-- TEXT SECTION follows --
How parents unknowingly plan their child’s failure?
What affects a child’s success? Is it the socio-economic status? Or the environment they live in? Can it also be their parent’s education level?
Many things can affect a child’s success.
Scientists have found that there are certain parental behaviour that can be linked to problem in children later in life.
According to psychology research, parents do certain things that might make kids unsuccessful –
Not encouraging kids to be independent
Stop controlling your child psychologically. Yes. What you think as guidance is actually the habit of ‘controlling’. In a research conducted by Vanderbilt University found that parents who psychologically control their kids can bring about certain negative outcomes for kids, including low self-confidence and self-reliance.
Encourage your child — especially if you have teens — to be independent. A good practice can especially be in enhancing the child’s ability to resolve conflict and thereby have positive interpersonal relationships. Additionally, this study found evidence that more independence could lead to an increase in teens’ ability to resist peer pressure.
-- TEXT SECTION concluded --
-- DATA SUPPLIED follows --
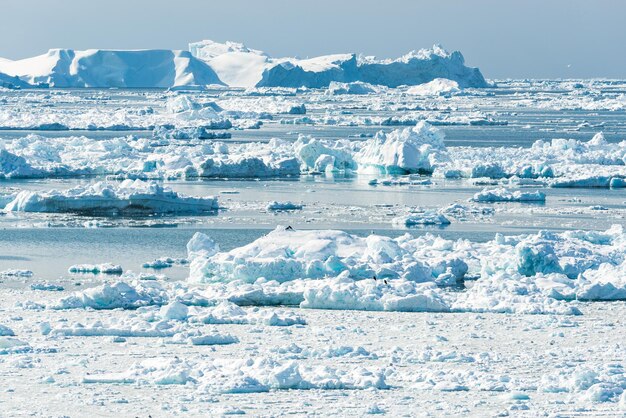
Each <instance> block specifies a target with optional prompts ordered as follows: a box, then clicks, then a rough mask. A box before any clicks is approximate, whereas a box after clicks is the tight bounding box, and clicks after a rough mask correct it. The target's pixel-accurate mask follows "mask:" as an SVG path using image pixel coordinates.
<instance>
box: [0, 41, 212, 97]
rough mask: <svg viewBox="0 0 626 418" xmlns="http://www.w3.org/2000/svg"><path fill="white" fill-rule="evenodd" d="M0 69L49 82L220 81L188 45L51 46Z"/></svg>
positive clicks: (83, 85) (161, 82) (76, 82)
mask: <svg viewBox="0 0 626 418" xmlns="http://www.w3.org/2000/svg"><path fill="white" fill-rule="evenodd" d="M0 72H2V73H6V74H8V75H9V76H13V77H15V76H17V77H19V78H20V79H21V80H22V81H24V82H27V83H30V84H47V85H50V86H52V87H66V88H68V87H73V88H75V87H96V88H108V87H119V88H123V87H124V88H126V87H132V88H138V87H143V88H170V87H202V86H206V85H211V84H220V85H221V84H223V83H222V82H221V81H220V79H219V77H218V76H217V74H215V72H214V71H213V69H211V67H210V66H208V65H207V64H206V63H205V62H203V61H202V60H199V59H197V58H195V57H194V56H193V55H192V54H191V53H190V52H188V51H179V50H161V49H149V50H134V51H132V50H129V51H124V50H122V51H116V50H101V49H88V50H85V51H79V50H73V49H51V50H50V51H48V52H47V53H46V54H43V55H39V56H36V57H32V58H26V59H22V60H17V61H0Z"/></svg>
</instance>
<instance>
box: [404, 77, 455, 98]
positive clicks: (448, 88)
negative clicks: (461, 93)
mask: <svg viewBox="0 0 626 418" xmlns="http://www.w3.org/2000/svg"><path fill="white" fill-rule="evenodd" d="M459 91H460V89H459V83H457V82H456V81H454V80H448V79H447V78H435V79H434V80H433V81H429V82H428V83H424V84H419V85H417V86H413V87H410V88H409V89H408V90H407V91H406V93H407V94H411V95H415V96H445V95H450V94H452V93H458V92H459Z"/></svg>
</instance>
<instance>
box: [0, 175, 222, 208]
mask: <svg viewBox="0 0 626 418" xmlns="http://www.w3.org/2000/svg"><path fill="white" fill-rule="evenodd" d="M217 209H218V203H217V198H215V197H190V196H183V195H180V194H178V193H176V192H174V191H172V190H171V189H169V188H164V187H163V186H161V185H159V184H158V183H156V182H144V181H141V180H134V181H133V180H124V181H123V182H121V183H107V182H97V183H93V184H89V185H86V186H77V187H74V188H71V189H69V190H50V191H47V192H32V191H28V190H24V191H21V192H20V193H18V194H17V195H16V196H15V199H14V200H13V201H11V202H9V203H8V204H7V205H6V206H5V208H4V210H5V211H8V212H13V211H15V212H58V213H64V212H72V213H79V214H90V215H95V214H100V215H103V214H105V215H106V214H109V215H118V214H124V215H128V214H136V215H137V214H201V213H207V212H214V211H216V210H217Z"/></svg>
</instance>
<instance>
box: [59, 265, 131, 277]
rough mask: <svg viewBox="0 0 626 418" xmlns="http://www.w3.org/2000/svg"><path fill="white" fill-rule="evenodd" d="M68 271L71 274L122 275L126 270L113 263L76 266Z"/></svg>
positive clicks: (121, 266) (68, 269) (68, 270)
mask: <svg viewBox="0 0 626 418" xmlns="http://www.w3.org/2000/svg"><path fill="white" fill-rule="evenodd" d="M68 271H69V272H70V273H93V274H99V273H102V274H122V273H123V272H124V269H123V268H122V266H119V265H117V264H112V263H105V264H76V265H74V266H71V267H70V268H69V269H68Z"/></svg>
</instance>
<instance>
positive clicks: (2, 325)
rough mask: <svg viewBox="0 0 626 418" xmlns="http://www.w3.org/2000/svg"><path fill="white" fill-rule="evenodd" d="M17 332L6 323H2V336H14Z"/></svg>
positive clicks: (0, 328) (0, 334)
mask: <svg viewBox="0 0 626 418" xmlns="http://www.w3.org/2000/svg"><path fill="white" fill-rule="evenodd" d="M14 336H15V332H13V330H12V329H11V328H9V327H7V326H6V325H2V324H0V337H14Z"/></svg>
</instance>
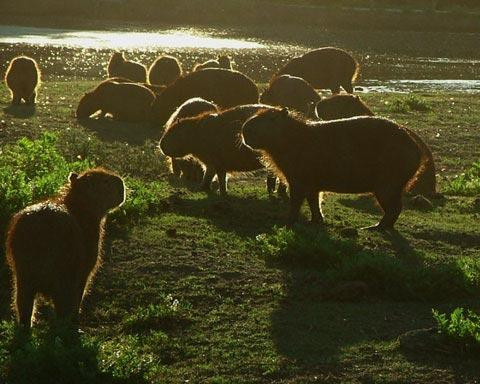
-- DATA SUPPLIED concluded --
* [YOUR TASKS]:
[1] Answer these questions using the parenting article.
(a) Which university conducted the research on parents who psychologically control their kids?
(b) Which negative outcomes for kids of psychological control does the parenting article name?
(c) According to the study, what ability could more independence increase in teens?
[2] Duplicate the parenting article, everything from "Scientists have found" down to "self-confidence and self-reliance.".
[3] Pick up the parenting article after its final sentence and continue writing it.

* [OUTPUTS BY TASK]:
[1]
(a) Vanderbilt University
(b) Low self-confidence and self-reliance
(c) Their ability to resist peer pressure</t1>

[2]
Scientists have found that there are certain parental behaviour that can be linked to problem in children later in life.
According to psychology research, parents do certain things that might make kids unsuccessful –
Not encouraging kids to be independent
Stop controlling your child psychologically. Yes. What you think as guidance is actually the habit of ‘controlling’. In a research conducted by Vanderbilt University found that parents who psychologically control their kids can bring about certain negative outcomes for kids, including low self-confidence and self-reliance.

[3]
Set out few simple rules to develop the qualities of working independently and taking responsibility. For example, give the child a simple task and enforce that she does it. If you can’t be there when the child gets home after school, give her the responsibility of checking in with you on phone to discuss her plans and to enforce that she needs to complete the task on her own.
Stop shouting/yelling at kids
A University of Pittsburgh study found evidence that harsh verbal discipline like shouting, cursing, or using insults may be harmful and unfavourable to kids’ well-being in the long-term.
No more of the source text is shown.